Exercice proposé A
Extrayez des entrées ci-dessous toutes les lignes où figure le mot « green ».

Extrait présenté
=-=-=-=-=

L’artiste

HAMSI Boubeker
HAMSI, l’art et la vie, par Daniel Laroche.

Même les distraits s’en rendent compte rapidement, HAMSI n’est pas de la race des artistes introvertis ou écorchés vifs. Foncièrement amoureux de la vie, au-delà des peines et des inquiétudes que celle-ci charrie inévitablement, il cherche à extraire de chaque expérience vécue, de chaque rencontre, de chaque souvenir, une leçon de confiance dans le monde et dans l’homme. De plus, loin de garder jalousement cette richesse tout empirique, il veut au contraire la transformer en beauté, la partager, la faire rayonner autour de lui.

Par ses thèmes de prédilection et son art sans arrière-pensées, HAMSI nous entrouvre une fenêtre sur l’univers de son enfance, cet univers où tout commence, où l’on est inlassablement curieux de tout ce qui nous entoure, où les moindres images, les moindres faits, les moindres paroles se gravent pour toujours dans l’esprit. Aussi exprime-t-il dans ses œuvres toute sa tendresse pour la vie d’autrefois en Kabylie, tout son attachement à la lumière, aux couleurs, aux formes, aux paysages, aux personnages de son passé.

Bien qu’il ait assimilé en profondeur la culture occidentale, HAMSI ne s’inféode pas aux tendances et aux styles de la peinture européenne. Fidèle à sa culture d’origine, il cherche constamment à renouer avec le travail décoratif et ornemental qui la caractérise, et qui n’est jamais détaché de la vie la plus quotidienne, puisqu’il s’exprime dans les tissus et les vêtements, dans la vaisselle et les ustensiles, dans le décor des maisons, dans les bijoux et les parures de fête. Tout l’art d’HAMSI, pourrait-on dire, est un art de l’émerveillement.

La création picturale est aussi pour lui un moyen de lutter contre l’oubli qui menace sa culture, de faire connaitre l’art des femmes kabyles tel qu’il se transmettait de mère en fille depuis les temps les plus anciens. Ainsi, les motifs géométriques et graphiques dont elles ornent leurs poteries remontent parfois aux temps préhistoriques. On les retrouve sur les tapis ou les murs des maisons, où ils peuvent exprimer des croyances superstitieuses, comme le pouvoir d’éloigner le mauvais œil, ou simplement servir de moyen de communication entre les femmes du village.

=-=-=-=-=

Lignes du jeu de données
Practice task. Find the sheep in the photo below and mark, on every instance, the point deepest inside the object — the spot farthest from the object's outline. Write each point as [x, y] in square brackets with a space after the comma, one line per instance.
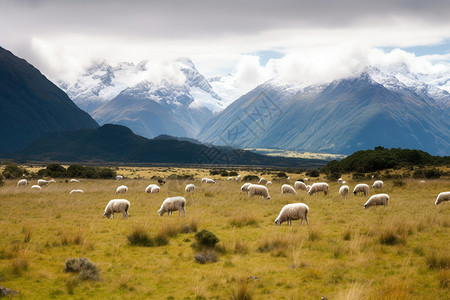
[152, 188]
[318, 187]
[258, 190]
[42, 182]
[208, 180]
[444, 196]
[245, 187]
[378, 184]
[189, 188]
[287, 189]
[36, 187]
[22, 182]
[172, 204]
[378, 199]
[76, 192]
[299, 185]
[343, 191]
[121, 189]
[117, 205]
[291, 212]
[262, 180]
[361, 188]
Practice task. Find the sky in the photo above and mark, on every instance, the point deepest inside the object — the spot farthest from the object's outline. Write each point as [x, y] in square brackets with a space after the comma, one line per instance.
[254, 40]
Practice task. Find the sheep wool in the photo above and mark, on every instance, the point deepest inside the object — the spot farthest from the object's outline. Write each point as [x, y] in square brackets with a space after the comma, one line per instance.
[295, 211]
[171, 204]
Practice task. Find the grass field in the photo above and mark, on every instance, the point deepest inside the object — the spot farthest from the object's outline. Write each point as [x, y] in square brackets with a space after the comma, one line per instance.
[397, 252]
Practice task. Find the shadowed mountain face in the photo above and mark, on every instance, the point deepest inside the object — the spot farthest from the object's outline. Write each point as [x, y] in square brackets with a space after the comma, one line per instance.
[116, 143]
[30, 105]
[341, 117]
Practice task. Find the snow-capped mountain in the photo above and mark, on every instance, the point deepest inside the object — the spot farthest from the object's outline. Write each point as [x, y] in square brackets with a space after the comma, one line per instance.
[369, 109]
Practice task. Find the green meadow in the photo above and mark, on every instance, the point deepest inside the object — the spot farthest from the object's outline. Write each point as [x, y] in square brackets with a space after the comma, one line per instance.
[401, 251]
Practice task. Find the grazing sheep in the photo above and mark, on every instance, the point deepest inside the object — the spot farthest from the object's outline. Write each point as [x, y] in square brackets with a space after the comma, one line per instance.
[189, 188]
[245, 187]
[378, 184]
[42, 182]
[121, 189]
[208, 180]
[117, 205]
[343, 191]
[258, 190]
[76, 192]
[172, 204]
[150, 189]
[36, 187]
[361, 188]
[22, 182]
[378, 199]
[444, 196]
[300, 185]
[291, 212]
[262, 181]
[318, 187]
[287, 189]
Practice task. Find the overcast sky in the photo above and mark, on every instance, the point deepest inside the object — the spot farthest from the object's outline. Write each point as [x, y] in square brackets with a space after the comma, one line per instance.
[253, 39]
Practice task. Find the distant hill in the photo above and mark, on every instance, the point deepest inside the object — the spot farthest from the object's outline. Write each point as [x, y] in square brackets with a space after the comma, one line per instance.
[31, 105]
[116, 143]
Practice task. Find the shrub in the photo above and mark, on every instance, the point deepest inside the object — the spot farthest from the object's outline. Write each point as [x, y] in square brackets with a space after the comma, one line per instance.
[84, 267]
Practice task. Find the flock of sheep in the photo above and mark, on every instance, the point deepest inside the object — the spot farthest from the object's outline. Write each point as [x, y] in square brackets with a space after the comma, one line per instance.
[294, 211]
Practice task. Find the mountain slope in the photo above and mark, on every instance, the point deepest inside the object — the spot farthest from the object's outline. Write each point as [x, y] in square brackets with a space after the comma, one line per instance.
[342, 117]
[31, 105]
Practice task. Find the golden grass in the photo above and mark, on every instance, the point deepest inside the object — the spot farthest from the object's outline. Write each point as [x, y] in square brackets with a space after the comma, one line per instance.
[339, 255]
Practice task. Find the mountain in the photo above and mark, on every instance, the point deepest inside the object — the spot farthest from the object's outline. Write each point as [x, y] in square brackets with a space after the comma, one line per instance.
[344, 116]
[127, 95]
[31, 105]
[116, 143]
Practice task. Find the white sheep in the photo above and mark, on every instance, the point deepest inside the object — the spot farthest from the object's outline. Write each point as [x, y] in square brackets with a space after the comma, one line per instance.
[299, 185]
[361, 188]
[36, 187]
[318, 187]
[42, 182]
[262, 181]
[189, 188]
[152, 188]
[444, 196]
[172, 204]
[76, 192]
[117, 206]
[378, 199]
[287, 189]
[258, 190]
[378, 184]
[208, 180]
[291, 212]
[245, 187]
[22, 182]
[121, 189]
[343, 191]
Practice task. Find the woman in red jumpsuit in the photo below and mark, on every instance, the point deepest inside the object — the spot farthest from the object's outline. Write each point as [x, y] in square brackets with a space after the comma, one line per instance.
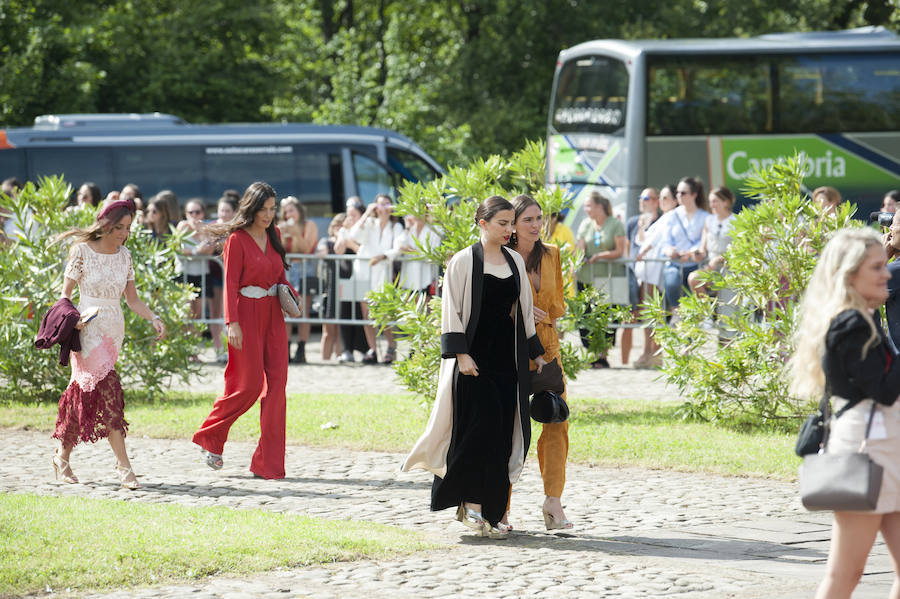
[257, 343]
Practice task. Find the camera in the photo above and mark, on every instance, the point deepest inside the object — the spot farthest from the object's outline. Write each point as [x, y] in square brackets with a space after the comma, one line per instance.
[884, 219]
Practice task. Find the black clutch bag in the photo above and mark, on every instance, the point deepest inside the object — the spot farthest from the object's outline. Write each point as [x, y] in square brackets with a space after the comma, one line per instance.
[812, 432]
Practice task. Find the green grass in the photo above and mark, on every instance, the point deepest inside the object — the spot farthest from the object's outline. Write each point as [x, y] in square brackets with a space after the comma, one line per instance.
[80, 543]
[614, 433]
[651, 435]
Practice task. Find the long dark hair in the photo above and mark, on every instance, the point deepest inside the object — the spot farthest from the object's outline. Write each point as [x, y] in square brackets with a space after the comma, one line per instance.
[520, 204]
[252, 202]
[490, 207]
[99, 228]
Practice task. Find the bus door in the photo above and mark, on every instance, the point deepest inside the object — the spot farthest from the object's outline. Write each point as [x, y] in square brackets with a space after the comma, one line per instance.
[586, 149]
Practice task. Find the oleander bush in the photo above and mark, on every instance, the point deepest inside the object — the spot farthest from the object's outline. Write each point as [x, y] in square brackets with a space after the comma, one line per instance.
[741, 375]
[31, 273]
[449, 204]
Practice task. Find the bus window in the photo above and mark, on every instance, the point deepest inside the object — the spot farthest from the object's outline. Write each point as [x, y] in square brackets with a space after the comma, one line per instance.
[371, 178]
[159, 167]
[835, 93]
[691, 95]
[236, 167]
[87, 164]
[318, 182]
[409, 166]
[591, 96]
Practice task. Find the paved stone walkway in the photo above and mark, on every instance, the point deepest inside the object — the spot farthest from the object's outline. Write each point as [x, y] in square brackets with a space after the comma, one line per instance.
[639, 533]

=-=-=-=-=

Exercice proposé B
Rédigez la suite du texte consacré à l'artiste HAMSI, en reprenant après sa dernière phrase.

Réponse rédigée A
Practice task. Find the green meadow in the photo above and mark, on every instance, the point deepest inside the object — the spot farthest from the object's outline. Write each point as [x, y] in square brackets with a space after the comma, one line per instance.
Practice task. Find the green grass in the photo above and mark, on every instance, the point deepest inside the object — the spot farthest from the object's outline. Write each point as [x, y] in square brackets with a space after the comma, one line per instance.

Réponse rédigée B
Si les œuvres d’HAMSI reflètent l’esprit kabyle, les objets, costumes et traditions kabyles, ce n’est pas de manière servilement descriptive ou encyclopédique. L’artiste prend de grandes libertés à leur égard. D’une part, il se livre à une stylisation systématique des formes, y compris des végétaux et des animaux ; d’autre part, usant d’une palette de teintes franches et vives, il se laisse guider par son intuition et son imagination de coloriste virtuose. Aussi son art minutieux et délicat a-t-il été souvent comparé, à juste titre, à celui de l’enluminure ancienne, ou encore à celui de la peinture naïve.

HAMSI ne se réfère donc pas à l’observation directe « sur le motif », ou à des photographies, et moins encore à des livres, ou à des notes personnelles. Rien de « touristique » dans sa démarche. Il se laisse guider par sa mémoire et sa spontanéité créative pour émouvoir, pour recréer une atmosphère qu’il connait bien et qui n’est pas sans rappeler celle des contes et des fables. Quoique le détail occupe une place de choix dans ses compositions, c’est bien l’image globale d’une contrée, d’un mode de vie qu’il cherche à nous communiquer, tout en lui donnant une dimension onirique.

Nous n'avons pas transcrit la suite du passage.